→ **PROBLEM DESCRIPTION**:
Copy each of the records below word for word, without changing anything.
START RECORDS PROVIDED
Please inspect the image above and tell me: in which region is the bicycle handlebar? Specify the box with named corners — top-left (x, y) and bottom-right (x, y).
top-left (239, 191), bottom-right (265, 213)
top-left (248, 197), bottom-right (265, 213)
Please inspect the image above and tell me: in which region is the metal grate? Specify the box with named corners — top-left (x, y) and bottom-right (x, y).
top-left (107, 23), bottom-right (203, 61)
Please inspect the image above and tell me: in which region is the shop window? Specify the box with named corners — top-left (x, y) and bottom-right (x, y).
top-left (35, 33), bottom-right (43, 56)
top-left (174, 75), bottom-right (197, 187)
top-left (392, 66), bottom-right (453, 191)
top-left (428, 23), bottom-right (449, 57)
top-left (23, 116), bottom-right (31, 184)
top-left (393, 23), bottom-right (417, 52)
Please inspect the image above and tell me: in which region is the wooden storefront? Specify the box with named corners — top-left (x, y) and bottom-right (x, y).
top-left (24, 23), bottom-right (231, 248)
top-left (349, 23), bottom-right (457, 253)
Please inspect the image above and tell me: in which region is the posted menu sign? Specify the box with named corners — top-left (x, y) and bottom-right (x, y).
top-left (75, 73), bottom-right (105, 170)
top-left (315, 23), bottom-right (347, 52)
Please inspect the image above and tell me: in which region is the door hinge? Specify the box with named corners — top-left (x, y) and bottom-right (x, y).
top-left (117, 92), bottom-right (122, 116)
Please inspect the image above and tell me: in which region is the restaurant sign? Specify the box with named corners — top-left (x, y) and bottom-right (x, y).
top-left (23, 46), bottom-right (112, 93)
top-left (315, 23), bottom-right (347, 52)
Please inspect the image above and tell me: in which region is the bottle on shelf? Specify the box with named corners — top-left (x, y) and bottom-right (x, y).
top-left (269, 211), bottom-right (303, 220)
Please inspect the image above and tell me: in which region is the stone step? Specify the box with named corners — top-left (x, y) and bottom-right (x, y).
END RECORDS PROVIDED
→ **WRITTEN SOLUTION**:
Please inspect the image above and tell me: in which region is the bicycle handlebar? Specify the box with named corners — top-left (x, y) and bottom-right (x, y).
top-left (239, 191), bottom-right (265, 213)
top-left (248, 197), bottom-right (265, 213)
Please inspect the image above and tell me: in which region is the metal grate? Specify the box with named corners — top-left (x, y) and bottom-right (x, y).
top-left (107, 23), bottom-right (203, 61)
Please inspect the image above and tell me: in which region is the shop window? Specify the box with named corners — top-left (x, y) and bottom-right (x, y).
top-left (35, 33), bottom-right (43, 56)
top-left (174, 75), bottom-right (197, 187)
top-left (392, 66), bottom-right (453, 191)
top-left (428, 23), bottom-right (449, 57)
top-left (23, 116), bottom-right (31, 184)
top-left (393, 23), bottom-right (417, 52)
Please inspect the image above and tell me: in which region is the wooden storefront? Specify the box with named corners — top-left (x, y) and bottom-right (x, y).
top-left (24, 23), bottom-right (231, 248)
top-left (349, 23), bottom-right (457, 253)
Please inspect the image above and tell me: in which region is the posted menu sign? Specify the box with named corners — top-left (x, y) and bottom-right (x, y).
top-left (75, 73), bottom-right (105, 170)
top-left (315, 23), bottom-right (347, 52)
Please inspect the image above and tell me: in which region is the door hinge? Specify the box with named corners — top-left (x, y) and bottom-right (x, y).
top-left (117, 92), bottom-right (122, 116)
Please inspect the image above and tell me: in which region is the restaurant sign? Specify the box with named corners — top-left (x, y) and bottom-right (x, y).
top-left (23, 46), bottom-right (112, 93)
top-left (315, 23), bottom-right (347, 52)
Please inspect the image above and tell me: in which region is the bottle on shelf? Specify the box with named corners — top-left (x, y) and bottom-right (x, y).
top-left (269, 211), bottom-right (303, 220)
Please inspect the image above and tell me: in which region is the stone step? Specify the box with named corners — top-left (x, y) and bottom-right (x, y).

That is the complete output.